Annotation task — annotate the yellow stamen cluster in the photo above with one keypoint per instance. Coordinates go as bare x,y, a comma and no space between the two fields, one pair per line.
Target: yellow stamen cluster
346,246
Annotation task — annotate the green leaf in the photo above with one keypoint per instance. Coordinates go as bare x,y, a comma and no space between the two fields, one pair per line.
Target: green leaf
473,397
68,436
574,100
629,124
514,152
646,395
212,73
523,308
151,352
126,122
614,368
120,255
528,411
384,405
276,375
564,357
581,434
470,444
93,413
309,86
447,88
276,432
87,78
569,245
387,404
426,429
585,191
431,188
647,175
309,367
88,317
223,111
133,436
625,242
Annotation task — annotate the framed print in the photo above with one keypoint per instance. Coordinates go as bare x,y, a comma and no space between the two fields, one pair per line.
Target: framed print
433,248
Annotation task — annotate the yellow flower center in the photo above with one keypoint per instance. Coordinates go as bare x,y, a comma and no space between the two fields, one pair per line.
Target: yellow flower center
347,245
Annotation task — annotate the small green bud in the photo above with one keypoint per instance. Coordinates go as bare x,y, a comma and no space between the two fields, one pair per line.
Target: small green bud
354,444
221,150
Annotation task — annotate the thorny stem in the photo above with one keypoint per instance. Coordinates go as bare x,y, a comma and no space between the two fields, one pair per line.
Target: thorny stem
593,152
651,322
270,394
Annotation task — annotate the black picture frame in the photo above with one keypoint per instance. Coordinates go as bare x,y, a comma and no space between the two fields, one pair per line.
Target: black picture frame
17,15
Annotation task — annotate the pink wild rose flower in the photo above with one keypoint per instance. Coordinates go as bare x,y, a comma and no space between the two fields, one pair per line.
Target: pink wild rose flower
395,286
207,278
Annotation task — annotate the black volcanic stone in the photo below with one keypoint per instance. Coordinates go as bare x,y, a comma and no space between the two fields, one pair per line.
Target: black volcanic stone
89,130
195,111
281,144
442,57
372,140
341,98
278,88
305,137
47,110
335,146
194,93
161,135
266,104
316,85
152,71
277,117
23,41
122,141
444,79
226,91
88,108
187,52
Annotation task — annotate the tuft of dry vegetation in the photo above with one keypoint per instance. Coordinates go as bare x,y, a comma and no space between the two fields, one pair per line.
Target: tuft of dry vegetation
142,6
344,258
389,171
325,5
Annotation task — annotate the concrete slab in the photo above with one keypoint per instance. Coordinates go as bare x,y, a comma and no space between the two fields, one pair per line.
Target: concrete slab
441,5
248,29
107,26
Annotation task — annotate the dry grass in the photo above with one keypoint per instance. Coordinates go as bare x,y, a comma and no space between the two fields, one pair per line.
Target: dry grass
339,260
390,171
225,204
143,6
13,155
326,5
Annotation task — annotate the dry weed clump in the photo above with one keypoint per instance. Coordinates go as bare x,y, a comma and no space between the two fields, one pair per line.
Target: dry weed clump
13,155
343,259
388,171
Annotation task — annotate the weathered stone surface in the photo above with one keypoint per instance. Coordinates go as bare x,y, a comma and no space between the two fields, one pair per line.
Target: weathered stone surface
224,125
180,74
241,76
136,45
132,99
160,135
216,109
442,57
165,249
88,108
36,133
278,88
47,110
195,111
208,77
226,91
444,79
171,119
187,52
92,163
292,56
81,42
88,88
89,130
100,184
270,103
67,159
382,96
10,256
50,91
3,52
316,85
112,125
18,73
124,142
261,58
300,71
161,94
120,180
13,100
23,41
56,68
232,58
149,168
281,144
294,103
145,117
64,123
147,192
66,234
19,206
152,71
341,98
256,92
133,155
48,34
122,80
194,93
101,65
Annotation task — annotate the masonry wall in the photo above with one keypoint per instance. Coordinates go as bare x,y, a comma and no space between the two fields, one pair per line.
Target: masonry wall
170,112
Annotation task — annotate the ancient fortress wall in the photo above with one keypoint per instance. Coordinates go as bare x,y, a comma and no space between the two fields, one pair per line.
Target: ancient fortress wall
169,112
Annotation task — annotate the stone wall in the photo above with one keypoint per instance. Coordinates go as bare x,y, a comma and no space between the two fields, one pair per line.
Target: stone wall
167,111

**WHAT THE TASK REQUIRES**
Could you copy exactly the lines from the one containing "Target: dry grass" through the end of the records above, and nothing more?

**TASK OUTPUT**
Target: dry grass
339,260
390,171
225,204
143,6
13,155
326,5
Annotation task — annotate the dry weed clump in the photo above with one keypoint per instance. Coordinates go as bare x,y, a comma and no space between the two fields, one pair per line.
Target: dry weed clump
13,155
343,259
388,171
Annotation task — annotate the weathered stone surface in the photo above with one keypoint per instance. Coordinates go as bare x,y, a comma and no space between the two fields, one pair per line.
Target: weathered stone surface
224,125
180,74
241,76
136,45
132,99
160,135
216,109
442,57
165,249
88,108
36,133
278,88
47,110
195,111
208,77
226,91
444,79
171,119
187,52
92,163
292,56
81,42
88,88
89,130
100,184
270,103
67,159
382,96
10,256
50,91
3,52
316,85
112,125
18,73
124,142
261,58
300,71
161,94
120,180
13,100
23,41
56,68
232,58
149,168
281,144
294,103
145,117
64,123
147,192
66,234
19,206
152,71
341,98
256,92
133,155
48,34
122,80
194,93
101,65
Annotation task — annotate the masonry wall in the photo above with one keypoint per instance. Coordinates go as bare x,y, a comma and no space between the two fields, one pair per line.
Target: masonry wall
170,112
Annotation task — annotate the ancient fortress wall in the photo above with one keypoint per instance. Coordinates go as bare x,y, a comma and no space between the two fields, one pair per line.
Target: ancient fortress wall
169,112
Annotation task — annotate the stone wall in the photo above with one keypoint per instance. Coordinates go as bare x,y, a comma and no space between the two fields, one pair per line.
Target: stone wall
167,111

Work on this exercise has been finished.